[Data to use — start]

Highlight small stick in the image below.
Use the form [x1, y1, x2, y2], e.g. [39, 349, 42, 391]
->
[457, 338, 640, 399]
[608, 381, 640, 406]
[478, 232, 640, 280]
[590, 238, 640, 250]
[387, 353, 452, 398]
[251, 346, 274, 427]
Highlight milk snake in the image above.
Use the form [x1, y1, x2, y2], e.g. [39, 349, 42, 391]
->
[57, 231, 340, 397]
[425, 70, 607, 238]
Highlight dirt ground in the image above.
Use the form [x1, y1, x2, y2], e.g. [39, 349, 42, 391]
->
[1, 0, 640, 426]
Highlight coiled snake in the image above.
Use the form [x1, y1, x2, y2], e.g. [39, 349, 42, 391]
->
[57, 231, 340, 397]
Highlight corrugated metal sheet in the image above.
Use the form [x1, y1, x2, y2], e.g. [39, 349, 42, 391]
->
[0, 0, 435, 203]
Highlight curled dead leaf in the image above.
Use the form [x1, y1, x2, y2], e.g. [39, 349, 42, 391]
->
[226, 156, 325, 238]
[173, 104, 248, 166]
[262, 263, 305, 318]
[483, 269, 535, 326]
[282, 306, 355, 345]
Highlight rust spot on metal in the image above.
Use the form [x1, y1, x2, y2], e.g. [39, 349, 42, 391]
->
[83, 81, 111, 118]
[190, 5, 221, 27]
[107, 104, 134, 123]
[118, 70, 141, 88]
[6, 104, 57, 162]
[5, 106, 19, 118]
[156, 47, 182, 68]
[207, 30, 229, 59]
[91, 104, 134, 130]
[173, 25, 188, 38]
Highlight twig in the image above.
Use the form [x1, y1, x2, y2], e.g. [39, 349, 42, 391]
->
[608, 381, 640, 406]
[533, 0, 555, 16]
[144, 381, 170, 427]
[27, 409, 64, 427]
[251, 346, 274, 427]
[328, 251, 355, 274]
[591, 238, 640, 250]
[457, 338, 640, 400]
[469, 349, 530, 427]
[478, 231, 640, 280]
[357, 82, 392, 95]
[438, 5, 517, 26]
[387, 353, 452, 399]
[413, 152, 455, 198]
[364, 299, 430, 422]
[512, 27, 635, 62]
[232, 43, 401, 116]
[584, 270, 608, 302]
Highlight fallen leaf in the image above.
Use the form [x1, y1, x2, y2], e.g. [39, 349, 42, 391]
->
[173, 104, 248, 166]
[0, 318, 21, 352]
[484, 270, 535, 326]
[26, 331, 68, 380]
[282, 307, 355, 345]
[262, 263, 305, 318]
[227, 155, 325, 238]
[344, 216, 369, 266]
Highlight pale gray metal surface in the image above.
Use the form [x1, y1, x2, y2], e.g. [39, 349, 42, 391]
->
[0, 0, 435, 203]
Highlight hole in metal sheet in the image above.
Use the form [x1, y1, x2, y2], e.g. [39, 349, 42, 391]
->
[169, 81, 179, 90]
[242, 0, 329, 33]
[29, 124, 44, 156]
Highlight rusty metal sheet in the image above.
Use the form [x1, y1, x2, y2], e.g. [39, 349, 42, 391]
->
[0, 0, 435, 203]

[Data to use — finish]

Assignment :: After reading the entries, reproduce every one of them exactly.

Answer space ::
Highlight small stick in the image below.
Use the form [x1, y1, x2, y2], e.g. [39, 349, 42, 391]
->
[457, 338, 640, 399]
[608, 381, 640, 406]
[478, 232, 640, 280]
[590, 238, 640, 250]
[387, 353, 452, 398]
[251, 346, 274, 427]
Highlight milk snake in the image above.
Use the form [x1, y1, x2, y2], e.g. [39, 349, 42, 391]
->
[57, 231, 340, 397]
[425, 70, 607, 238]
Highlight dirt ground in the image above.
Use the form [x1, y1, x2, y2], e.g. [39, 349, 42, 391]
->
[1, 0, 640, 426]
Highlight coiled snake in the image above.
Use the form [x1, y1, x2, y2], e.g. [39, 349, 42, 391]
->
[57, 231, 340, 397]
Highlight corrugated metal sheet in the image above.
Use the form [x1, y1, x2, y2], e.g. [39, 349, 42, 391]
->
[0, 0, 435, 203]
Highlight curled dead leaf in the image above.
Use the form [x1, y1, x2, y2], e.g. [39, 349, 42, 391]
->
[226, 156, 325, 238]
[173, 104, 248, 166]
[262, 263, 305, 318]
[483, 269, 535, 326]
[282, 306, 355, 345]
Highlight rust spot on metal in the image above.
Use the form [x1, y1, x2, y2], e.g. [39, 349, 42, 391]
->
[83, 81, 111, 118]
[190, 5, 221, 27]
[107, 104, 134, 123]
[118, 70, 141, 88]
[6, 104, 57, 162]
[5, 106, 19, 118]
[156, 47, 182, 68]
[207, 30, 229, 59]
[91, 104, 134, 130]
[173, 25, 188, 38]
Highlight twig in the image above.
Use the form [x1, y1, x2, y2], e.g. [39, 349, 42, 391]
->
[608, 381, 640, 406]
[533, 0, 555, 16]
[144, 381, 170, 427]
[27, 409, 64, 427]
[251, 346, 274, 427]
[328, 251, 355, 274]
[591, 238, 640, 250]
[457, 338, 640, 400]
[469, 349, 530, 427]
[478, 231, 640, 280]
[357, 82, 392, 95]
[438, 5, 517, 26]
[387, 353, 452, 399]
[413, 152, 455, 198]
[364, 299, 430, 422]
[512, 27, 635, 62]
[232, 43, 401, 116]
[584, 270, 608, 302]
Highlight fallen leaf in the image above.
Use the form [x1, y1, x2, y2], e.g. [39, 349, 42, 391]
->
[173, 104, 248, 166]
[0, 318, 21, 352]
[484, 270, 535, 326]
[26, 331, 68, 380]
[282, 307, 355, 345]
[262, 263, 305, 318]
[227, 155, 325, 238]
[344, 216, 369, 266]
Highlight pale gray metal surface in the image above.
Use the form [x1, y1, x2, y2], e.g. [39, 349, 42, 391]
->
[0, 0, 435, 203]
Highlight hole in metal sheet in the image above.
Use the form [x1, y1, x2, y2], e.g. [39, 349, 42, 391]
->
[169, 81, 179, 90]
[242, 0, 329, 33]
[29, 124, 44, 156]
Highlight rusty metal sheet in the image above.
Use the form [x1, y1, x2, y2], e.g. [39, 349, 42, 391]
->
[0, 0, 435, 203]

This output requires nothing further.